# Sumber

◆ ◆ ◆ ◆ ◆ ◆ ◆

Warta

Ketua MA Iran Minta Umat Islam Waspadai Propaganda AS

Kam, 8 Maret 2007 | 12:29 WIB

Jakarta, NU Online
Ketua Mahkamah Agung Republik Islam Iran Ayatollah Sayyed Mahmoud Hashemi Syahrudi meminta umat Islam di seluruh dunia untuk mewaspadai propaganda Amerika Serikat (AS). Karena, menurutnya, semua pertikaian antar-aliran Islam di Timur Tengah saat ini merupakan akibat ulah AS yang ingin memecah-belah dan menghancurkan dunia Islam.

“Krisis di Irak, Afganistan dan lain-lain bukanlah akibat perselisihan ulama, tetapi semua karena ulah penjajah (AS dan negara sekurunya, Red). Mereka berusaha menciptakan perpecahan dan perselisihan di antara umat Islam,” kata Hashemi Syahrudi saat bersilaturrahim dengan kiai dan ulama Nahdlatul Ulama (NU) di Kantor PBNU, Jalan Kramat Raya, Jakarta, Kamis (8/3)

◆ ◆ ◆ ◆ ◆ ◆ ◆

# Instruksi Tugas
Ketik ulang tanpa perubahan bagian berita di atas yang diawali kata-kata yang memuat "Ketua MA Iran" dan diakhiri dengan "menghancurkan dunia Islam.".

# Cuplikan Data
◆ ◆ ◆ ◆ ◆ ◆ ◆

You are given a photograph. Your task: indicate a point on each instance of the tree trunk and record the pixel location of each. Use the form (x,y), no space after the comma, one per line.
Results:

◆ ◆ ◆ ◆ ◆ ◆ ◆

# Penyelesaian
Ketua MA Iran Minta Umat Islam Waspadai Propaganda AS

Kam, 8 Maret 2007 | 12:29 WIB

Jakarta, NU Online
Ketua Mahkamah Agung Republik Islam Iran Ayatollah Sayyed Mahmoud Hashemi Syahrudi meminta umat Islam di seluruh dunia untuk mewaspadai propaganda Amerika Serikat (AS). Karena, menurutnya, semua pertikaian antar-aliran Islam di Timur Tengah saat ini merupakan akibat ulah AS yang ingin memecah-belah dan menghancurkan dunia Islam.